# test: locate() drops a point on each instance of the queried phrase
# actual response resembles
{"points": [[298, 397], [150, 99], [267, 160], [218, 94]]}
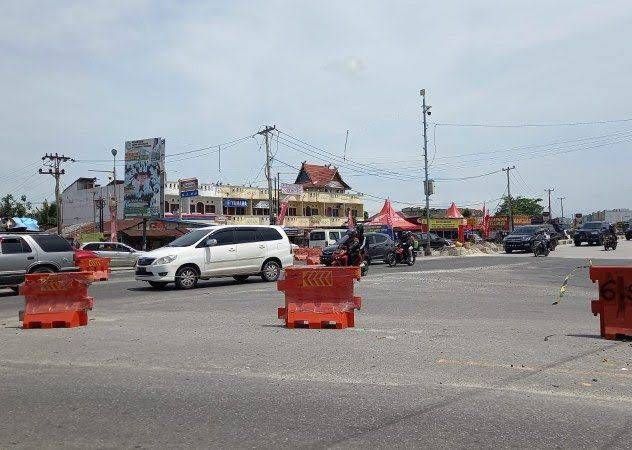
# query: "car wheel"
{"points": [[186, 278], [240, 278], [43, 270], [270, 271]]}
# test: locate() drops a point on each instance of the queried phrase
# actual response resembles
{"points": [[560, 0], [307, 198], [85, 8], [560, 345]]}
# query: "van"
{"points": [[219, 251], [324, 238]]}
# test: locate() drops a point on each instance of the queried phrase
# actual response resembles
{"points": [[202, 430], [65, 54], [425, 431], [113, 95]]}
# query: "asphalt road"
{"points": [[453, 352]]}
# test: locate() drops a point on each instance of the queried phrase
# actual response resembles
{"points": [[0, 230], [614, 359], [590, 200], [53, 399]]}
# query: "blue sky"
{"points": [[82, 77]]}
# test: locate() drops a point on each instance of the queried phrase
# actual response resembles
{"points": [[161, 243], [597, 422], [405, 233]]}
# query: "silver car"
{"points": [[121, 255], [32, 252]]}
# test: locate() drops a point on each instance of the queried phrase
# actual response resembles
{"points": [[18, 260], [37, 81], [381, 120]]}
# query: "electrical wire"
{"points": [[530, 125]]}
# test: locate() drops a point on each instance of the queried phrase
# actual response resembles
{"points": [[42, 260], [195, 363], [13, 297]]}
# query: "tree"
{"points": [[46, 215], [12, 207], [521, 206]]}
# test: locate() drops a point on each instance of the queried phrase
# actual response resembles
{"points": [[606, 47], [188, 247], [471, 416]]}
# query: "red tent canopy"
{"points": [[389, 217], [453, 212]]}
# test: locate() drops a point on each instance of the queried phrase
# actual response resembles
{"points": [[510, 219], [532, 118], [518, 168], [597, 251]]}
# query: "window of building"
====
**Instructions for the task**.
Turn every line of the entries above into a JSON list of strings, one string per line with blank lines omitted. Leave the picture out of the list.

**Exercise output**.
[
  "# test: locate() drops a point on each instance of the queried phrase",
  "# actual response resembles",
  "{\"points\": [[298, 397], [150, 99], [267, 160], [218, 94]]}",
  "# query: \"car wheel\"",
  "{\"points\": [[186, 278], [240, 278], [43, 270], [270, 271]]}",
  "# test: locate() drops a point on each instance of the queried phrase",
  "# actual response resembles",
  "{\"points\": [[560, 0], [307, 198], [85, 8], [560, 345]]}",
  "# query: \"van\"",
  "{\"points\": [[219, 251], [324, 238]]}",
  "# test: locate() drops a point on each instance of the queried phrase",
  "# actual response resembles",
  "{\"points\": [[202, 430], [65, 54], [425, 431], [113, 95]]}",
  "# query: \"asphalt road\"",
  "{\"points\": [[453, 352]]}",
  "# test: locate() drops a point on each instance of the queried phrase",
  "# actual response resembles",
  "{\"points\": [[0, 230], [614, 359], [590, 200], [53, 399]]}",
  "# query: \"blue sky\"",
  "{\"points\": [[82, 77]]}",
  "# test: locate() drops a point on each instance of the queried phrase",
  "# actual response resembles",
  "{\"points\": [[161, 243], [597, 422], [405, 233]]}",
  "# query: \"silver car\"",
  "{\"points\": [[121, 255], [32, 252]]}",
  "# test: locate() drops a point on each instance of the queried phrase",
  "# actual response resembles",
  "{\"points\": [[18, 260], [37, 81], [381, 120]]}",
  "# query: \"electrical wire\"",
  "{\"points\": [[530, 125]]}",
  "# test: locate() drops a point on each instance of the queried phrase",
  "# actual response resembles",
  "{\"points\": [[42, 260], [195, 363], [13, 297]]}",
  "# query: \"tree\"",
  "{\"points\": [[46, 215], [12, 207], [521, 206]]}",
  "# test: locate() drops a point on each instance of the queried phrase",
  "# actual response resembles",
  "{\"points\": [[606, 47], [188, 247], [471, 416]]}",
  "# query: \"red tent canopy\"",
  "{\"points\": [[389, 217], [453, 212]]}",
  "# test: locate() drops a point on each instance of the queried phrase",
  "# actual response resembles",
  "{\"points\": [[510, 219], [532, 118], [518, 168], [597, 251]]}",
  "# query: \"window of building\""
]